▸ 課題の目的: 杉スツールの連載にある「この色気がないところが実は魅力なのではないだろうか。」という一文を英語に訳せ。

▸ 抜粋本文:
⟨

連載

 
杉スツール100選 第6回 「デザイナーなしのスギスツールなど」
文 写真/南雲勝志
スツールというシンプルな形を通して、杉の家具材としての可能性を探る。目標100点。
 

 正直言ってこの企画を考えた頃は、もう少しスギスツールという切り口でいくとどんどん広がりを見せていくと思っていた。
ところがどっこい、意外とないのである、というほど取材や意識して探そうとしていないのも事実であるが、早くもうっすら危機感を抱くまでになっている。
しかし諦めたわけではない。いずれはスギスツールコンペ(もちろんその時はもっと魅力的な名前であるが)も考えているし、それとセットで成立するイベントの構想もあるのである。しかし、今これ以上スギダラ系にエネルギーをシフトすると危機的な状況になることも容易に想像出来る。
今はじっくり期が熟すのを待っている。バーナード・ルドフスキーの著書に敬意を表してなどと、大それた気持ちはないのだが、今回は繋ぎとして(と軽く言ったら本当に山芋をすって出す店があったのだ)プロダクトとではないが、魅力的なスギスツール?のようなもの、を紹介したい。

 あちこち旅をしていると、意外とあっ、これいいじゃん。というものは結構ある。それらは何で魅力的なのか?ひとつはマーケティングや、コストコントロールといった世界とは無縁であり、ひたすらある機能のためにつくられたものだからである。また、ごく限られた人のためにつくられたりするものだからである。
そう、ある目的のために、ある人だけが恩恵を得れば良いのであって、それ以上の色気がない。この色気がないところが実は魅力なのではないだろうか。つまり、みえみえではないのだ(内田さんごめんなさい)。プロダクトとなるとピーアールをしようと一生懸命でどこを見せたいかが見えすぎるのである。そんなモノに辟易している人間にとって、言葉を持たず、色気を持たない純粋な道具達はよだれものだ。最もそんな人間達だからこそスギに群がるのだ。
 さてそんなモノ達をいくつか紹介しよう。

⟩

保存した項目

⟨

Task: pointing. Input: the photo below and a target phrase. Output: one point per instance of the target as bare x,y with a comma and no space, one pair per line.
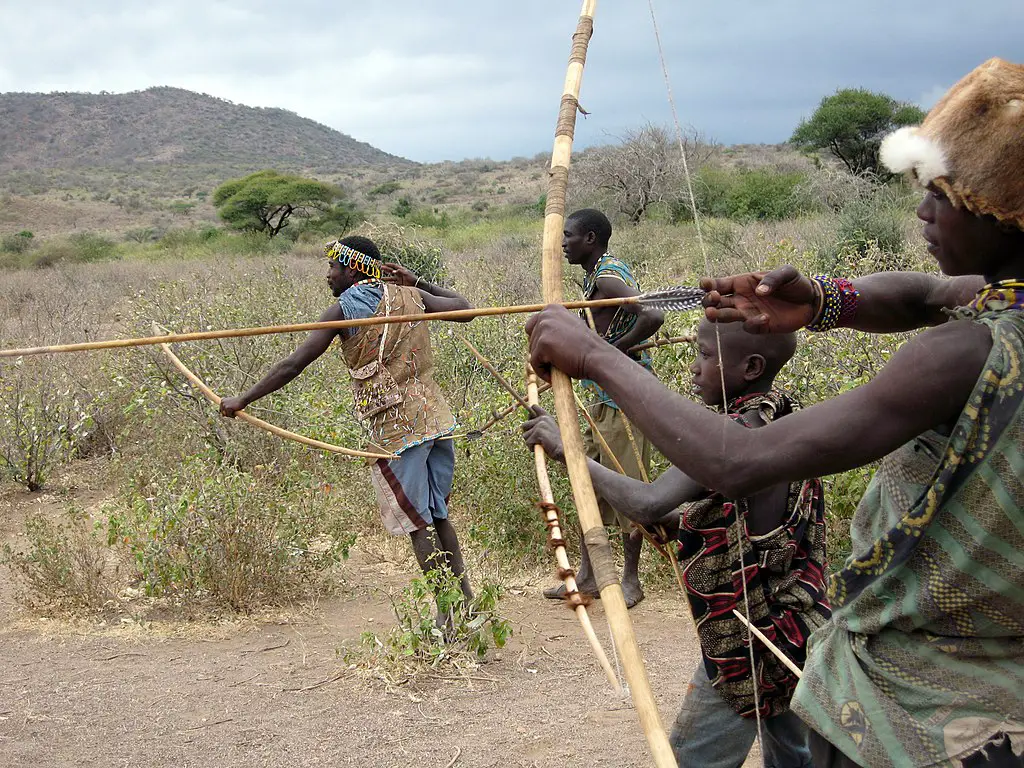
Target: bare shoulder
612,288
333,312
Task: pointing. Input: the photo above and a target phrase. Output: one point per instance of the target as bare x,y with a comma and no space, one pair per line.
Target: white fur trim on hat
906,150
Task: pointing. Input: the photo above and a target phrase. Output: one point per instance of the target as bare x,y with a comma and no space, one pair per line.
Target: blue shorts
414,488
710,734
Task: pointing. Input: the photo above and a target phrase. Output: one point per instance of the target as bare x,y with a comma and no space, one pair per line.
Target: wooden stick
288,435
663,343
768,643
509,410
583,489
619,467
555,534
455,314
494,372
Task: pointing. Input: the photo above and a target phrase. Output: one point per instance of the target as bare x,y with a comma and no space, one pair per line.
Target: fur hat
971,145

⟩

▸ この問題の解答: Isn't it this very lack of showiness that is actually their appeal?